# Written problem
Rewrite the material as a JSON list of strings, one string per line. Start at the first line and stop after the line that contains "[(251, 330), (658, 363)]", and leave out any blank lines.

# Dataset entries
+ + + +

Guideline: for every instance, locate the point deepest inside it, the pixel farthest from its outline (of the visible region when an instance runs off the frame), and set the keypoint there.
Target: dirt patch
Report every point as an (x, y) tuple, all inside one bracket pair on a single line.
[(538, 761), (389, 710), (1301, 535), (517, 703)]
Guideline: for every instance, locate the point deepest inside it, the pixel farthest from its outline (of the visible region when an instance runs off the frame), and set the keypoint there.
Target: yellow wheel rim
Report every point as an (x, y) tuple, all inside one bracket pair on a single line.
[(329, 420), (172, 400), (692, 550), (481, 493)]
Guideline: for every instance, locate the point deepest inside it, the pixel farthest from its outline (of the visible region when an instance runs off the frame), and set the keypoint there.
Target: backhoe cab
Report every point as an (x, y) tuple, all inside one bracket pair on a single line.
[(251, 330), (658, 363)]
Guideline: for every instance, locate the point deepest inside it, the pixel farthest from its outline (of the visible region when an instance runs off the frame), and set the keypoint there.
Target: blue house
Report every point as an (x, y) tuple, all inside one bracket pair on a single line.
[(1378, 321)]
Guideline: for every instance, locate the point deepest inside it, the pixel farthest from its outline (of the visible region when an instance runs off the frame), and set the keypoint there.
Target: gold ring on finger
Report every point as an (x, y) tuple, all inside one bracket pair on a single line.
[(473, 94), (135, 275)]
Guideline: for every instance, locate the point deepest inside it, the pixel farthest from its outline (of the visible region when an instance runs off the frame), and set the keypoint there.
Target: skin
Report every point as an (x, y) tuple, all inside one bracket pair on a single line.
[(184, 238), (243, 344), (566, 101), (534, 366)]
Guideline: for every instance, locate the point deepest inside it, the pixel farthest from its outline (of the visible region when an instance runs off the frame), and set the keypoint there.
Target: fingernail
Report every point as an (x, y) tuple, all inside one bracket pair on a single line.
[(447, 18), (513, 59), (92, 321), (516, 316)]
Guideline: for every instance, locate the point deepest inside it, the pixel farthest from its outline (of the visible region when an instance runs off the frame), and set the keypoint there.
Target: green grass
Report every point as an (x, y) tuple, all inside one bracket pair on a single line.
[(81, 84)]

+ + + +

# Exercise answer
[
  "Guideline: for every instance, locate the point deepest inside it, the pixel farthest from its outline (of the visible region when an instance runs off the frame), and set the keypoint there.",
  "Target: dirt patch",
  "Report every point as an (x, y) tuple, all inside one bracket pair on a single line.",
  "[(538, 761), (389, 710), (1301, 535), (517, 703)]",
  "Guideline: for every instance, locate the point deepest inside it, the pixel farthest from its outline (of the visible region when an instance runs off the frame), and set the keypoint there.",
  "Target: yellow wheel rim",
  "Report every point as an (x, y) tuple, all inside one bracket pair on a single line.",
  "[(329, 420), (172, 400), (692, 550), (481, 493)]",
  "Guideline: for every instance, locate the point deepest inside it, the pixel farthest from its outline (of the visible region when an instance runs off the frame), and set the keypoint there.",
  "Target: backhoe cab",
  "Report every point as an (x, y) tuple, all inside one bracket pair on a single line.",
  "[(251, 330), (658, 363)]"
]